* [Requirement A]: According to the dispatcher documentation, a dispatcher is an instance of which class?
* [Requirement B]: Reproduce the passage of the dispatcher documentation starting at "CollectingDispatcher provides two" and ending at "the action author.", substituting "network layer" for "transport layer".
* [Requirement C]: Summarize the dispatcher documentation in three sentences.

Skip to main content

Dispatcher

A dispatcher is an instance of the CollectingDispatcher class used to generate responses to send back to the user.

CollectingDispatcher

CollectingDispatcher provides two complementary APIs:

  • Unary APIutter_message accumulates complete messages in the messages attribute. The action server returns them in the final response payload.
  • Streaming APIstream_start, stream_chunk, and stream_end let an action emit text or rich content incrementally. Whether chunks are delivered in real time is decided by the transport layer (see Streaming responses), not by the action author.

In both cases, the Rasa server adds BotUttered events to the tracker for responses the user received. Responses added using the dispatcher should therefore not be returned explicitly as events. For example, the following custom action returns no events explicitly but will return the response, "Hi, User!" to the user:

class ActionGreetUser(Action):
def name(self) -> Text:
return "action_greet_user"

async def run(
self,
dispatcher: CollectingDispatcher,
tracker: Tracker,
domain: Dict[Text, Any],
) -> List[EventType]:

dispatcher.utter_message(text = "Hi, User!")

return []

CollectingDispatcher.utter_message

The utter_message method can be used to return any type of response to the user.

Parameters

The utter_message method takes the following optional arguments. Passing no arguments will result in an empty message being returned to the user. Passing multiple arguments will result in a rich response (e.g. text and buttons) being returned to the user.

  • text: The text to return to the user.
dispatcher.utter_message(text = "Hey there")
  • image: An image URL or file path that will be used to display an image to the user.
dispatcher.utter_message(image = "https://i.imgur.com/nGF1K8f.jpg")
  • json_message: A custom json payload as a dictionary. It can be used to send channel specific responses. The following example would return a date picker in Slack:
date_picker = {
"blocks":[
{
"type": "section",
"text":{
"text": "Make a bet on when the world will end:",
"type": "mrkdwn"

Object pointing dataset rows
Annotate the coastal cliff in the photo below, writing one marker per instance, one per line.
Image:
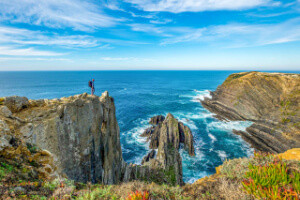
(270, 100)
(81, 137)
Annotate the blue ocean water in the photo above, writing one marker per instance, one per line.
(140, 95)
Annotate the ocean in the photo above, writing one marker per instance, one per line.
(138, 96)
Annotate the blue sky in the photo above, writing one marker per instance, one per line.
(149, 34)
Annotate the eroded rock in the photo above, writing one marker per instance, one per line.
(270, 100)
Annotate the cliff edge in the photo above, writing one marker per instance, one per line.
(81, 137)
(270, 100)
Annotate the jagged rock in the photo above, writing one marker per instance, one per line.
(186, 137)
(292, 154)
(270, 100)
(4, 142)
(81, 133)
(4, 128)
(157, 119)
(4, 111)
(148, 132)
(79, 137)
(16, 103)
(177, 133)
(149, 156)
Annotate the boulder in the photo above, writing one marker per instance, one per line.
(157, 119)
(177, 133)
(4, 111)
(16, 103)
(270, 100)
(149, 156)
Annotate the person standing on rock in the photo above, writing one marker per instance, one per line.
(92, 86)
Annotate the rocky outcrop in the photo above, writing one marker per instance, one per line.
(270, 100)
(147, 158)
(176, 132)
(157, 119)
(81, 132)
(81, 136)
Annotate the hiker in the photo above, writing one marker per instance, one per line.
(92, 86)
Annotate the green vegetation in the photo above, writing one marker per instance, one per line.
(286, 112)
(32, 148)
(171, 176)
(138, 196)
(5, 169)
(1, 101)
(265, 176)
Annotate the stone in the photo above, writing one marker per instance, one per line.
(149, 156)
(4, 128)
(5, 112)
(16, 103)
(270, 100)
(177, 133)
(292, 154)
(78, 137)
(4, 142)
(157, 119)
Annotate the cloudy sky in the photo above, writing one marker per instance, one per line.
(149, 34)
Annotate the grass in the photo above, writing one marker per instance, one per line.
(264, 176)
(1, 101)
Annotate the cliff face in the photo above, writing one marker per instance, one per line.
(270, 100)
(81, 135)
(81, 132)
(175, 132)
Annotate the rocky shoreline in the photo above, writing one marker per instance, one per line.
(78, 137)
(270, 100)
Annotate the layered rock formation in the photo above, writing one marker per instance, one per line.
(176, 132)
(270, 100)
(81, 135)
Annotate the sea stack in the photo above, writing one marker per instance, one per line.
(270, 100)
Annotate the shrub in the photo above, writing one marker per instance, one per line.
(272, 181)
(138, 196)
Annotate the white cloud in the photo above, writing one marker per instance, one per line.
(20, 36)
(242, 35)
(177, 6)
(10, 51)
(32, 59)
(146, 28)
(193, 36)
(76, 14)
(164, 21)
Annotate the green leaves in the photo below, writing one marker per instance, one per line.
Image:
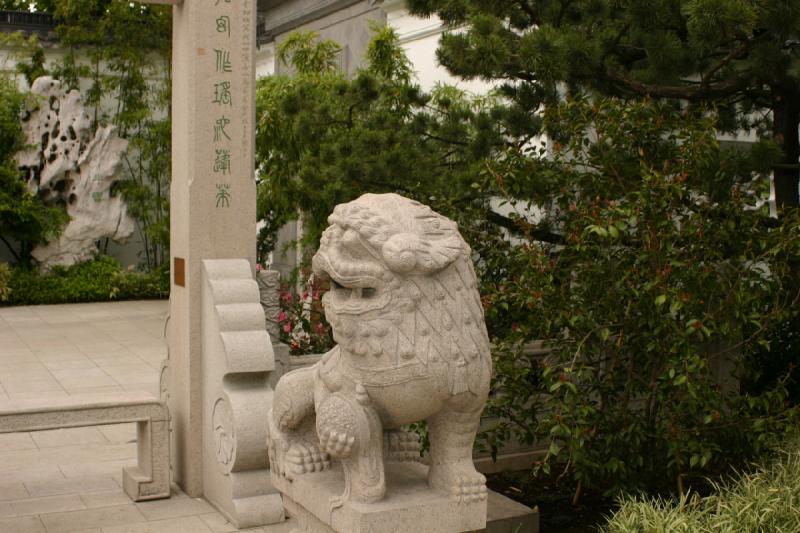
(645, 305)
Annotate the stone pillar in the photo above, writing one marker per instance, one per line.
(213, 206)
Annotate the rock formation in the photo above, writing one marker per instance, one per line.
(67, 165)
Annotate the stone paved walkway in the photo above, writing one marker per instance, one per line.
(69, 480)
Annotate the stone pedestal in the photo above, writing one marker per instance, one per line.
(410, 505)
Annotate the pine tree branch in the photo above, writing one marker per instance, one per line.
(531, 231)
(684, 92)
(10, 248)
(736, 53)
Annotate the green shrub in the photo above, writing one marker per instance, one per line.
(101, 279)
(5, 276)
(767, 499)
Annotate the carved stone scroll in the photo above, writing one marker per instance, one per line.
(236, 363)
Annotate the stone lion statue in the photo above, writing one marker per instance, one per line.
(412, 346)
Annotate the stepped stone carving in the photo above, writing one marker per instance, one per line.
(412, 345)
(68, 165)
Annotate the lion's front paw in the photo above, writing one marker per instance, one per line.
(460, 480)
(337, 443)
(303, 458)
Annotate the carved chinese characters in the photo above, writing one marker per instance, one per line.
(222, 103)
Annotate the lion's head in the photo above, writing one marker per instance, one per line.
(403, 288)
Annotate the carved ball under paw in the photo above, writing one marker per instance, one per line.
(402, 446)
(336, 443)
(303, 459)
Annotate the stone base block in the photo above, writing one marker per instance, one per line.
(410, 506)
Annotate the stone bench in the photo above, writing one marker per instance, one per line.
(148, 480)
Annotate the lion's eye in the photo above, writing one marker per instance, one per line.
(338, 287)
(368, 292)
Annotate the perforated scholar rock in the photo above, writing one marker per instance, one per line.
(67, 165)
(412, 345)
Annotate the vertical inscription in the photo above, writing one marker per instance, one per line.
(223, 91)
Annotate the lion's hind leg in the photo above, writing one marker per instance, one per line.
(452, 470)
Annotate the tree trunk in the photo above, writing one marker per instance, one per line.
(786, 118)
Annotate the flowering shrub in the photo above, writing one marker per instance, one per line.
(302, 319)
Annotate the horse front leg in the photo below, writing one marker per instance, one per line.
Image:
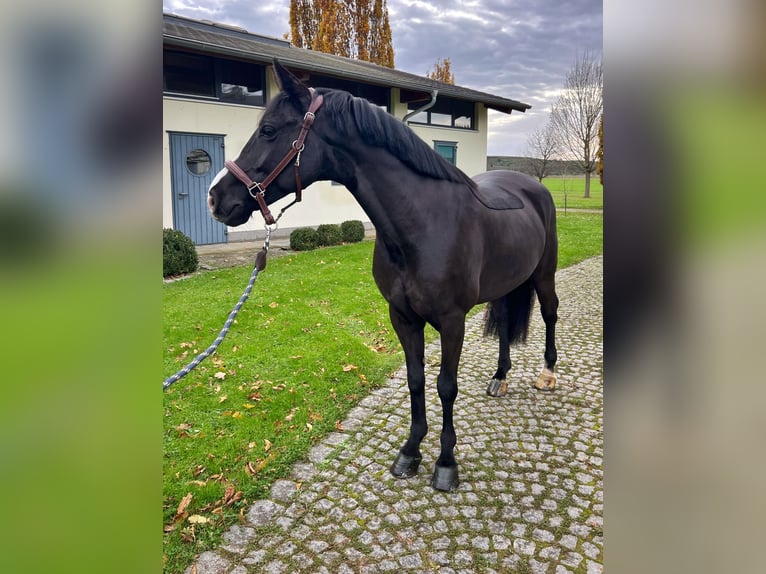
(445, 475)
(409, 329)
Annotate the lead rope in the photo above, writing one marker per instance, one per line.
(260, 265)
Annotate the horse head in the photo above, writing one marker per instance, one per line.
(285, 137)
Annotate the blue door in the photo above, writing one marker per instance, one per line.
(195, 159)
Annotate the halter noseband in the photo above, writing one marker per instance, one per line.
(295, 150)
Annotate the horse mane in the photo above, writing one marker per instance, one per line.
(380, 129)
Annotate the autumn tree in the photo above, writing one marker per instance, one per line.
(600, 152)
(576, 114)
(352, 28)
(542, 146)
(442, 72)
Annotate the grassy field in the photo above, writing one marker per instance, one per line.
(574, 189)
(313, 339)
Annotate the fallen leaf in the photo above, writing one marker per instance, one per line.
(291, 414)
(198, 519)
(184, 503)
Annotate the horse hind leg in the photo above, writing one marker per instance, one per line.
(508, 318)
(496, 323)
(549, 303)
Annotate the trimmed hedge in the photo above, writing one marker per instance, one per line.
(329, 234)
(178, 253)
(352, 231)
(304, 239)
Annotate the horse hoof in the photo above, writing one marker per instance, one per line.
(445, 478)
(497, 388)
(546, 381)
(405, 466)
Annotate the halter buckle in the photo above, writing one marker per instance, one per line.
(255, 185)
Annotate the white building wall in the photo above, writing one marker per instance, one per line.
(322, 202)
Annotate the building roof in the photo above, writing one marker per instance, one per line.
(222, 39)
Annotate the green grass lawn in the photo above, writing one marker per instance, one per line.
(573, 187)
(313, 339)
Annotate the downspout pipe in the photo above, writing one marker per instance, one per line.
(425, 107)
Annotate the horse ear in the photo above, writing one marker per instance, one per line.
(290, 85)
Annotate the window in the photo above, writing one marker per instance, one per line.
(448, 150)
(446, 112)
(201, 76)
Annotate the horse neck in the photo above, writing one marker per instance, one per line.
(396, 199)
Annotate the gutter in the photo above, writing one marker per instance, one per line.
(425, 107)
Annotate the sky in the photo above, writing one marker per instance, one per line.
(517, 49)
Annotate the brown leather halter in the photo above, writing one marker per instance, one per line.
(295, 150)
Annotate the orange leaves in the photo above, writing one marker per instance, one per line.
(253, 469)
(184, 504)
(200, 517)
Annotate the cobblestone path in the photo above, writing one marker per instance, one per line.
(531, 492)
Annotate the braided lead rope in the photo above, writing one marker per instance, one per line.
(260, 264)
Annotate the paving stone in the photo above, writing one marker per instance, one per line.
(210, 563)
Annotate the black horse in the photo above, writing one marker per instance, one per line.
(444, 242)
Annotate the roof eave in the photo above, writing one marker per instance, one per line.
(291, 62)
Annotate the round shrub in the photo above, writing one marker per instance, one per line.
(178, 253)
(329, 234)
(304, 239)
(352, 231)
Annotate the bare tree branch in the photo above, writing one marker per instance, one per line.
(542, 146)
(576, 114)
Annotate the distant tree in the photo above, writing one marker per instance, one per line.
(542, 146)
(576, 114)
(600, 152)
(352, 28)
(442, 72)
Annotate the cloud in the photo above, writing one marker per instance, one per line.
(518, 49)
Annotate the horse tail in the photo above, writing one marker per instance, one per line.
(511, 312)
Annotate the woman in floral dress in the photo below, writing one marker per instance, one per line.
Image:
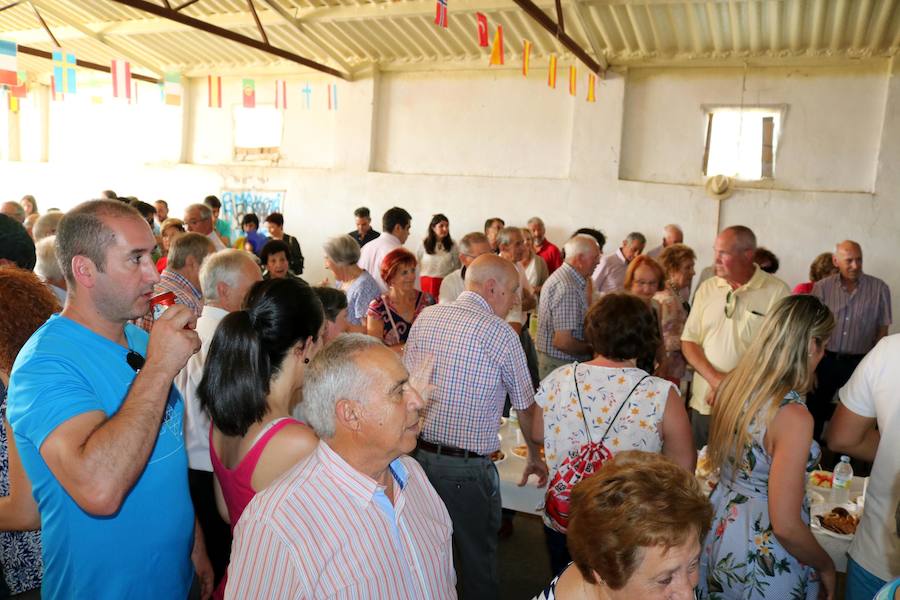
(620, 327)
(760, 545)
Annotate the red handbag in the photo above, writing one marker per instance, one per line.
(579, 463)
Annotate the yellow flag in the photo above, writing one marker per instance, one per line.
(526, 56)
(497, 49)
(551, 74)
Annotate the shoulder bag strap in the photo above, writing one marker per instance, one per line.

* [Exercise answer A]: The CollectingDispatcher class.

* [Exercise answer B]:
CollectingDispatcher provides two complementary APIs:

  • Unary APIutter_message accumulates complete messages in the messages attribute. The action server returns them in the final response payload.
  • Streaming APIstream_start, stream_chunk, and stream_end let an action emit text or rich content incrementally. Whether chunks are delivered in real time is decided by the network layer (see Streaming responses), not by the action author.

* [Exercise answer C]: A dispatcher is an instance of the CollectingDispatcher class, which generates responses for the user and offers a unary API, utter_message, and a streaming API made up of stream_start, stream_chunk, and stream_end. Because the Rasa server adds BotUttered events to the tracker for responses the user received, responses added through the dispatcher should not be returned explicitly as events. The utter_message method can return any type of response and accepts optional arguments such as text, image, and json_message, with multiple arguments producing a rich response and no arguments producing an empty message.